Viagem é uma espécie de recheio. O pão é o nosso cotidiano, e o tempo passado fora pode ser peru ou mortadela. Ir a lugares desconhecidos e distantes figura, hoje, como uma necessidade de vida

Viajar é um dever que cumprimos alegremente

Anna Veronica Mautner

Já vai longe o tempo em que dar a volta ao mundo levava 80 dias. Hoje, dois dias é o suficiente. O velho prazer de viajar para se desligar do cotidiano, para ver e conhecer novos mundos, tornou-se um dever. Ir até o Rio, na década de 40, era uma longa viagem. Para o Norte e para o Nordeste, só mesmo de navio costeiro. Sair do Brasil era empreitada de semanas ou meses.
Na minha rua de lojistas de classe média, só uma pessoa empreendeu, naquela época, a aventura de ir até o Rio. Ela, Odete, foi de trem da Central e voltou um mês depois cheia de fotos em preto-e-branco que ia nos mostrando enquanto nós imaginávamos o colorido das paisagens. Virou pessoa importante lá na rua.
Gente mais rica viajava mais, contudo para lugares distantes não iam mais do que algumas poucas vezes em toda uma vida.
Naquele tempo, viajar era coisa séria. Lembro-me dos primeiros Constelations nos quais se embarcava de forma solene: homens de terno e chapéu, mulheres de "tailleur", chapéu e luva. Conforme os meios de transporte se aperfeiçoaram, as viagens tornaram-se mais frequentes e comuns. O direito ao livre ir e vir foi-se transformando em dever, até que hoje nunca ter viajado é desdouro.
A rotina de nosso dia-a-dia nos pesa, e é por isso que estamos sempre à cata de aventuras de liberdade e autonomia que só nas viagens encontramos. Em trânsito, nós nos sentimos mais donos de nosso cotidiano. Alguns procuram surpresas, outros planejam tintim por tintim cada dia das férias, mas todos encontram, distantes do cotidiano, um alento para continuar, na volta, o ramerrão habitual.
Podemos fazer os planos sozinhos; podemos pedir ajuda à internet, a guias ou mesmo a agentes de viagem. Não importa como: férias são sempre uma ruptura nos hábitos e uma captura de graus de liberdade.
Transformadas em mercadoria vendida pelas agências e operadoras de viagens, as férias ganham novas funções, bem longe da mera quebra da rotina. "Carreira e emprego são bons quando prometem viagens. Currículo interessante é o que enumera estadas, cursos e aperfeiçoamento no exterior." Jovens mimados pela vida e pelas famílias topam lavar louça em restaurantes ou fazer faxina só para prolongar suas aventuras em terras estranhas.
○ ○ ○ ○ ○ ○ ○
**Enunciado A**
No texto sobre viagens, qual meio de transporte Odete usou para ir até o Rio?
**Enunciado B**
Cite, do texto sobre viagens, tudo o que vai de "Já vai longe" até "semanas ou meses.".

Alguns dados
○ ○ ○ ○ ○ ○ ○
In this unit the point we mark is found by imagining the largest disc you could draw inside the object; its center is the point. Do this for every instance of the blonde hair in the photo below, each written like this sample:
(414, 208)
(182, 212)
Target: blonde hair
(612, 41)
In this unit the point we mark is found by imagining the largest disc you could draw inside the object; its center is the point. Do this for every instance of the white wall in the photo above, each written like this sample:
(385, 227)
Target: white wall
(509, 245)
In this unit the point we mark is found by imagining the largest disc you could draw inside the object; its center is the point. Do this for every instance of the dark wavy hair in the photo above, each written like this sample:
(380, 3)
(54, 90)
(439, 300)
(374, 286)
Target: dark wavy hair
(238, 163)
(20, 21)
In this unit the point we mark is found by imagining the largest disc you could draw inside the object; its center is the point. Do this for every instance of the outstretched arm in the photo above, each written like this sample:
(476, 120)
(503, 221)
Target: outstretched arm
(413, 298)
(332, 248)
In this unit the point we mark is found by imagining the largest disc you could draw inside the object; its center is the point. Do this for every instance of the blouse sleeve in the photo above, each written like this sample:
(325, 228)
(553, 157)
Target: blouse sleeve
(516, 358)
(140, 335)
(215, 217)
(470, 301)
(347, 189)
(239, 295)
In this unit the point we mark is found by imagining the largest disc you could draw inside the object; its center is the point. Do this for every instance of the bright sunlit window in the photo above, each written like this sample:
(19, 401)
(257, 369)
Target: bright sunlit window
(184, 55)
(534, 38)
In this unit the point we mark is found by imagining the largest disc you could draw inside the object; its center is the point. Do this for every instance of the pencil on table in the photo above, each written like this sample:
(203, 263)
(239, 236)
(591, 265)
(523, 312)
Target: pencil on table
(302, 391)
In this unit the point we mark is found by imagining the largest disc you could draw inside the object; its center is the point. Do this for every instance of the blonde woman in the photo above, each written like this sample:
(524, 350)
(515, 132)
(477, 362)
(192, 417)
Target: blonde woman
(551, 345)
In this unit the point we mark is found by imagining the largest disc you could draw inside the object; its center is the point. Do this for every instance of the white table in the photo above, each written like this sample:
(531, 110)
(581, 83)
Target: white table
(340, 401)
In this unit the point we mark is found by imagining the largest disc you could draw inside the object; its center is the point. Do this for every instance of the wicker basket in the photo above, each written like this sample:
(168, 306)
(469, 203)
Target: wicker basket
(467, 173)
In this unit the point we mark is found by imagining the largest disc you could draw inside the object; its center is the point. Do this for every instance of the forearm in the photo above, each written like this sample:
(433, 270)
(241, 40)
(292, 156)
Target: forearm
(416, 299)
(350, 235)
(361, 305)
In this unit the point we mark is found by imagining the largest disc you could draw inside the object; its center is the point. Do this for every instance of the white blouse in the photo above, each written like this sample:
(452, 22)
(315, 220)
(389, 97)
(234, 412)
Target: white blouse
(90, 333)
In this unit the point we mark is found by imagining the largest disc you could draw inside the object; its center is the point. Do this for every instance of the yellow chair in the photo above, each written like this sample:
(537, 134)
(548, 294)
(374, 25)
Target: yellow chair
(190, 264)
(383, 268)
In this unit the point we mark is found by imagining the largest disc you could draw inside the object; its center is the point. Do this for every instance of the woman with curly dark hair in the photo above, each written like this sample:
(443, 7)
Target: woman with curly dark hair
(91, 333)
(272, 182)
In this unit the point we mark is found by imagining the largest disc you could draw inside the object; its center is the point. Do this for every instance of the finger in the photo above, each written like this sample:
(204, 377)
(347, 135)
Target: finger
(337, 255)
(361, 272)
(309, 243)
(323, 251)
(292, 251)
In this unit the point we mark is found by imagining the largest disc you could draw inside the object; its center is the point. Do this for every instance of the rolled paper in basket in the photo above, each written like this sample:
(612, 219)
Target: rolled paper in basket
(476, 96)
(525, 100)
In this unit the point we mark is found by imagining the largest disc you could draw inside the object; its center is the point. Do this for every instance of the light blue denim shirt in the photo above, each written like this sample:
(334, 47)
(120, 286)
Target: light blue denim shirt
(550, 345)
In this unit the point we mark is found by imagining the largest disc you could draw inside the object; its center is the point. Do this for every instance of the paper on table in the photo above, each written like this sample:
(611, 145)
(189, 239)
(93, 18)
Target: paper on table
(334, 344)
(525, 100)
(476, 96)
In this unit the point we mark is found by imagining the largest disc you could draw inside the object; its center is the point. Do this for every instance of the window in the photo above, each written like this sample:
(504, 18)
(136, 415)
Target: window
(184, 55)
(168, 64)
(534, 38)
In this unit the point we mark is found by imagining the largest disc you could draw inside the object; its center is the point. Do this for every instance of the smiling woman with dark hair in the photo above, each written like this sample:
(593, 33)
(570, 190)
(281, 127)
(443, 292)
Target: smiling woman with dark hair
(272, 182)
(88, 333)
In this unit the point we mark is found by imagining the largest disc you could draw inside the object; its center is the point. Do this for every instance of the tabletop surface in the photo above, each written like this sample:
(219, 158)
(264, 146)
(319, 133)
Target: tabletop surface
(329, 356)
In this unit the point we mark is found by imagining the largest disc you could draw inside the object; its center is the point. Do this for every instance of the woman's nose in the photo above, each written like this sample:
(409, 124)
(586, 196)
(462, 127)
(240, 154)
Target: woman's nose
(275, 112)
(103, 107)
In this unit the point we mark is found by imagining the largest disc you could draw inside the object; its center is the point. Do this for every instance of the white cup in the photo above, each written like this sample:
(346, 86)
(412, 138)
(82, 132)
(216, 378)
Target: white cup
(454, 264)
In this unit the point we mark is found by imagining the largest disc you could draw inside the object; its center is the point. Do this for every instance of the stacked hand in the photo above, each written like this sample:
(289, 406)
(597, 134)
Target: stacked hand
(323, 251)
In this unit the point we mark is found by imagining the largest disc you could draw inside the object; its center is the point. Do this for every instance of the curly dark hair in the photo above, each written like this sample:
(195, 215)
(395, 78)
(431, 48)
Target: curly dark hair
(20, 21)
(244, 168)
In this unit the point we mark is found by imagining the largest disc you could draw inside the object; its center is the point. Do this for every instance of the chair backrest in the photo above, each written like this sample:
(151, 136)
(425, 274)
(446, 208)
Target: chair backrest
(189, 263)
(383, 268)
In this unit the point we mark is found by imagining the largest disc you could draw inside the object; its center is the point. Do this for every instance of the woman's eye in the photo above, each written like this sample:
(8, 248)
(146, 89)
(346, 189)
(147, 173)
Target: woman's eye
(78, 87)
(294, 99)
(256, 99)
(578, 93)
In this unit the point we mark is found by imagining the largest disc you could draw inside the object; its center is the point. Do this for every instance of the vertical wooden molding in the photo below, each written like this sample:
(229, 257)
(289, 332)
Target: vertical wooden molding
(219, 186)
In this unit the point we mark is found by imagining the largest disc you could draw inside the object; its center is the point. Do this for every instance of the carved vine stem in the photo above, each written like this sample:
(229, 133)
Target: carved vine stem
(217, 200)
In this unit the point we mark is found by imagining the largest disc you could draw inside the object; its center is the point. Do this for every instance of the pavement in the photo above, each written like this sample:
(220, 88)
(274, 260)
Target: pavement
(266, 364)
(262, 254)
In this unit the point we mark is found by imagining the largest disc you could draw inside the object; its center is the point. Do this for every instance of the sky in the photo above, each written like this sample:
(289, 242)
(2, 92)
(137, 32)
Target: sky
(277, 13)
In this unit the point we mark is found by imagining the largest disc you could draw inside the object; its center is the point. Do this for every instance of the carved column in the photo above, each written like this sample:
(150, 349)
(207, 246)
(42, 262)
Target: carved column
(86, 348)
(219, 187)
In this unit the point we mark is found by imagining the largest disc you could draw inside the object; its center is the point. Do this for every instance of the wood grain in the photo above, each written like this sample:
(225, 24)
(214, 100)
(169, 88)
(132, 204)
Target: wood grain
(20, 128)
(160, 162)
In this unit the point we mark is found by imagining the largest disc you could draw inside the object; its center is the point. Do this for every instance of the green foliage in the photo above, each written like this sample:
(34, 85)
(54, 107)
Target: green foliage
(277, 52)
○ ○ ○ ○ ○ ○ ○
**Resolução do exercício A**
Ela foi de trem da Central.

**Resolução do exercício B**
Já vai longe o tempo em que dar a volta ao mundo levava 80 dias. Hoje, dois dias é o suficiente. O velho prazer de viajar para se desligar do cotidiano, para ver e conhecer novos mundos, tornou-se um dever. Ir até o Rio, na década de 40, era uma longa viagem. Para o Norte e para o Nordeste, só mesmo de navio costeiro. Sair do Brasil era empreitada de semanas ou meses.